Problem description: The records below should be printed once more, exactly as they appear.

**** Extracted records

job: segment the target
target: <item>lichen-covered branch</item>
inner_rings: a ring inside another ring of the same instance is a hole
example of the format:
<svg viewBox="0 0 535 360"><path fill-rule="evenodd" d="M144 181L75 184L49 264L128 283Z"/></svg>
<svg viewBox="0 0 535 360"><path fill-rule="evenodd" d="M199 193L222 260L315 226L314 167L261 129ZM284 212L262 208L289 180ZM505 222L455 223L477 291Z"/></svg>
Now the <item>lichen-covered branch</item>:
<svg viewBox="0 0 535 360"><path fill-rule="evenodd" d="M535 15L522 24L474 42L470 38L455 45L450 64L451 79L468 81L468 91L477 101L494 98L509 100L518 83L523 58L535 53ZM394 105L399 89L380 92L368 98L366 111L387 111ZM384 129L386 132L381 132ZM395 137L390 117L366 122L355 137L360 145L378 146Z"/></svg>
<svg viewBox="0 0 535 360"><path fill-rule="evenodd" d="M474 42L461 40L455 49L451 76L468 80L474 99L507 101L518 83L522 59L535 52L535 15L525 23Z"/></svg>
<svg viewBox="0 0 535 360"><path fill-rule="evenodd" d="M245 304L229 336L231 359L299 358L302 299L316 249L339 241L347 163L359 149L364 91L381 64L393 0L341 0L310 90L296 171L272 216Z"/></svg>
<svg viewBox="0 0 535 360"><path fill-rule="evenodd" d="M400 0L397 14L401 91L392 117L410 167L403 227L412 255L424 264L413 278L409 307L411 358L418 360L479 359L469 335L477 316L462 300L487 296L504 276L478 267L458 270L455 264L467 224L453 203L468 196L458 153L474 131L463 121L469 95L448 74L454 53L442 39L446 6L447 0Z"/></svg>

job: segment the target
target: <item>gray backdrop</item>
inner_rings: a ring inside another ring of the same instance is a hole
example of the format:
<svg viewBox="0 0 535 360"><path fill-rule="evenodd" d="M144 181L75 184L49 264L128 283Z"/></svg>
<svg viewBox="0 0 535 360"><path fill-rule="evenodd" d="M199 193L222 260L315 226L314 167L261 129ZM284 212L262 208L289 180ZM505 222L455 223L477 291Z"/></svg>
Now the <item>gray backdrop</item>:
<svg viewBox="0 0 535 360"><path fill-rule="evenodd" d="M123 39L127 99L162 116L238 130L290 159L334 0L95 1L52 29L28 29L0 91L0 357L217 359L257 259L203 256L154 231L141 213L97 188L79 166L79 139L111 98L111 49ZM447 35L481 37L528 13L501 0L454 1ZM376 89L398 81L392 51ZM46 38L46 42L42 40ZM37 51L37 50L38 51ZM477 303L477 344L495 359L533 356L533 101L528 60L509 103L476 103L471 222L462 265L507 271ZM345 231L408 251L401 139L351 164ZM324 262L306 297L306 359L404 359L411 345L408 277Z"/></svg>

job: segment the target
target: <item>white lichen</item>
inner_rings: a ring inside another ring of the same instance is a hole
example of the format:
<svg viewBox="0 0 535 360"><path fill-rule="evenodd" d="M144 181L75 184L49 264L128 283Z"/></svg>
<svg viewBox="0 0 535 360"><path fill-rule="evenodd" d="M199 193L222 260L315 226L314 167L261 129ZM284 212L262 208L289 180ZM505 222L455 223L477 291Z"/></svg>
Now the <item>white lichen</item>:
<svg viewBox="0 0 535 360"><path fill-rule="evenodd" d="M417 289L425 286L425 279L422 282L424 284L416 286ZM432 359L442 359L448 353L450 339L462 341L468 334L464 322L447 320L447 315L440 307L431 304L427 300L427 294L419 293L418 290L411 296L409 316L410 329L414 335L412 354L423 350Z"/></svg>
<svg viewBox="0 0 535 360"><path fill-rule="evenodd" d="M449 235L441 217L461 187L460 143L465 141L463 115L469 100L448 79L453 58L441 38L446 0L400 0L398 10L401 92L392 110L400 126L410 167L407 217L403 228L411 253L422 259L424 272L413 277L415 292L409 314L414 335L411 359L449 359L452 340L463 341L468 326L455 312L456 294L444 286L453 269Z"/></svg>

********

Result of the task:
job: segment the target
target: <item>lichen-covered branch</item>
inner_rings: a ring inside another ring of the same instance is a hole
example of the format:
<svg viewBox="0 0 535 360"><path fill-rule="evenodd" d="M144 181L75 184L49 264L128 283Z"/></svg>
<svg viewBox="0 0 535 360"><path fill-rule="evenodd" d="M199 193L222 260L315 226L314 167L261 129ZM284 212L262 208L289 180ZM505 222L455 223L477 291Z"/></svg>
Now the <item>lichen-covered branch</item>:
<svg viewBox="0 0 535 360"><path fill-rule="evenodd" d="M535 15L522 24L474 42L470 38L455 45L450 64L451 79L468 81L468 91L477 101L494 98L509 100L518 83L523 58L535 53ZM394 105L399 89L380 92L368 98L366 111L387 111ZM384 129L386 132L381 132ZM395 137L390 117L366 122L355 137L360 145L378 146Z"/></svg>
<svg viewBox="0 0 535 360"><path fill-rule="evenodd" d="M474 42L461 40L455 49L451 76L468 80L474 99L507 101L518 83L522 59L535 52L535 15L525 23Z"/></svg>
<svg viewBox="0 0 535 360"><path fill-rule="evenodd" d="M245 304L229 336L231 359L299 358L302 299L316 249L339 241L347 163L359 149L364 91L381 64L393 0L341 0L310 90L296 171L272 216Z"/></svg>
<svg viewBox="0 0 535 360"><path fill-rule="evenodd" d="M400 0L397 14L401 91L392 117L410 167L403 227L412 255L424 264L413 278L409 307L411 358L418 360L479 359L469 335L477 316L462 300L487 296L504 276L478 267L458 270L455 264L467 224L453 203L468 196L458 153L474 131L463 121L469 95L448 74L454 53L442 39L446 6L447 0Z"/></svg>

job: segment the target
target: <item>gray backdrop</item>
inner_rings: a ring inside another ring of the same instance is a hole
example of the format:
<svg viewBox="0 0 535 360"><path fill-rule="evenodd" d="M144 181L75 184L49 264L128 283Z"/></svg>
<svg viewBox="0 0 535 360"><path fill-rule="evenodd" d="M199 193L222 260L315 226L314 167L261 129ZM284 212L262 208L289 180ZM505 222L455 223L477 291Z"/></svg>
Now the <item>gray backdrop</item>:
<svg viewBox="0 0 535 360"><path fill-rule="evenodd" d="M123 39L127 99L162 116L238 130L290 159L334 0L95 1L52 29L28 29L0 91L0 357L217 359L257 259L203 256L154 231L141 213L97 188L79 166L79 139L111 98L111 49ZM447 35L481 37L528 13L501 0L454 1ZM376 89L398 81L392 51ZM46 38L46 42L42 40ZM37 51L37 50L38 51ZM477 303L477 344L495 359L533 356L533 101L528 60L509 103L476 103L471 222L462 265L507 271ZM345 231L408 251L401 139L351 164ZM324 262L306 297L306 359L404 359L411 345L408 277Z"/></svg>

job: segment the target
target: <item>white lichen</item>
inner_rings: a ring inside another ring of the same instance is a hole
example of the format:
<svg viewBox="0 0 535 360"><path fill-rule="evenodd" d="M144 181L75 184L49 264L128 283Z"/></svg>
<svg viewBox="0 0 535 360"><path fill-rule="evenodd" d="M199 193L222 260L315 226L314 167L261 129ZM284 212L262 208L289 180ZM505 222L455 223L477 291Z"/></svg>
Now the <item>white lichen</item>:
<svg viewBox="0 0 535 360"><path fill-rule="evenodd" d="M417 289L425 286L425 279L422 282L424 284L416 286ZM432 359L442 359L448 353L450 339L462 341L468 334L464 322L447 320L447 315L440 307L431 304L427 300L427 294L419 293L418 290L411 296L409 316L410 329L414 335L412 354L423 350Z"/></svg>
<svg viewBox="0 0 535 360"><path fill-rule="evenodd" d="M449 235L441 217L461 187L460 143L465 141L463 115L469 100L448 79L453 58L441 38L446 0L400 0L398 10L401 92L392 110L400 126L410 167L407 217L403 228L411 253L422 259L424 272L413 277L415 292L409 314L414 335L411 359L449 359L452 340L463 341L468 326L455 312L456 294L444 286L453 269Z"/></svg>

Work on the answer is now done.